### Set exercise A:
Determine whether each statement below agrees with the forum thread on optimizing web design. For each, answer yes or no and quote the deciding words of the thread exactly. (i) The first post says the saved article contains links to web standards. (ii) The writer of the July 22nd post names large corporations as the target market. (iii) The second post recommends the Occam's Razor approach to website design.
### Set exercise B:
Repeat, word for word, the part of the forum thread on optimizing web design that opens with the words containing "July 20th, 2002, 04:49" and closes with "worth a read.".

### Document extract:
-- START --

July 20th, 2002, 04:49 PM
Optimizing Web Design
One of the most frustrating things when designing a site is trying to optimize it for everyone to be able to see it. In a lot of ways, this can limit you to the type of content your site provides. I came across this article a few days ago and saved it, as I found it to be inspiring to anyone out there that has ever gotten frustrated trying to make their site look awesome, but at the same time, making it accessible. It's full of great links to ideas, web standards, including the WC3, and so on. Definitely worth a read.
July 20th, 2002, 05:20 PM
People should always take the Occam's Razor approach when it comes to website design.
Alternate realities celebrate reality. If you cant handle the reality your in, then you wont be able to handle the one your attempting to escape to.
July 22nd, 2002, 02:59 PM
I was on the internet.com web development forum a while back, and the thing that made me leave was the same 2 or 3 guys screaming "Check your pages in the W3C compatability scanner..."
Great, so I have to make sure every one of my 500 pages is formatted perfectly for the 1 blind russian with one arm? I don't think so.
My take on the whole compatability thing is this: Develop for whatever your target market is. It's a waste of time to develop for those you don't intend to view your site (even if they want to), especially if you aint gonna make any money off of them.
My target market is small businesses on small winders networks (IE: Less than 10 machines), so chances are they are using IE5, maybe 6. So that's what I write for. If they run nutscrape, and it doesn't work...oh well.

-- END --

### Extracted material:
-- START --

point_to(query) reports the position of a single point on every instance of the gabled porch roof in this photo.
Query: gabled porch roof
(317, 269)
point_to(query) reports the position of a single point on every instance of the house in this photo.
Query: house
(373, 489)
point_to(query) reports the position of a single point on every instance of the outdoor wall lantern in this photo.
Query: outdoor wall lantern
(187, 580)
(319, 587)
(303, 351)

-- END --
-- START --

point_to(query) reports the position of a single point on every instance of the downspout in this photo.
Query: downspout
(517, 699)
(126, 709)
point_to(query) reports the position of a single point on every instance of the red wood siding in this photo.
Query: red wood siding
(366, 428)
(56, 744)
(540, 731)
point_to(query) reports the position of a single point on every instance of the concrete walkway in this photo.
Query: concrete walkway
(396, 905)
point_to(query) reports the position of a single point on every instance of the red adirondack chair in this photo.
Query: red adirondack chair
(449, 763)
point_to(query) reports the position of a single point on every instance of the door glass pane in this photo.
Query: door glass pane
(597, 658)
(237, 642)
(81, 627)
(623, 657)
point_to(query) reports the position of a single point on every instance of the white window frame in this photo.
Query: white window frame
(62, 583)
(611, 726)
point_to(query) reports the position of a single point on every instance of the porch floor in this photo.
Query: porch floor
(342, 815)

-- END --

### Exercise answer A:
(i) Yes. "It's full of great links to ideas, web standards, including the WC3, and so on."
(ii) No. "My target market is small businesses on small winders networks (IE: Less than 10 machines)"
(iii) Yes. "People should always take the Occam's Razor approach when it comes to website design."

### Exercise answer B:
July 20th, 2002, 04:49 PM
Optimizing Web Design
One of the most frustrating things when designing a site is trying to optimize it for everyone to be able to see it. In a lot of ways, this can limit you to the type of content your site provides. I came across this article a few days ago and saved it, as I found it to be inspiring to anyone out there that has ever gotten frustrated trying to make their site look awesome, but at the same time, making it accessible. It's full of great links to ideas, web standards, including the WC3, and so on. Definitely worth a read.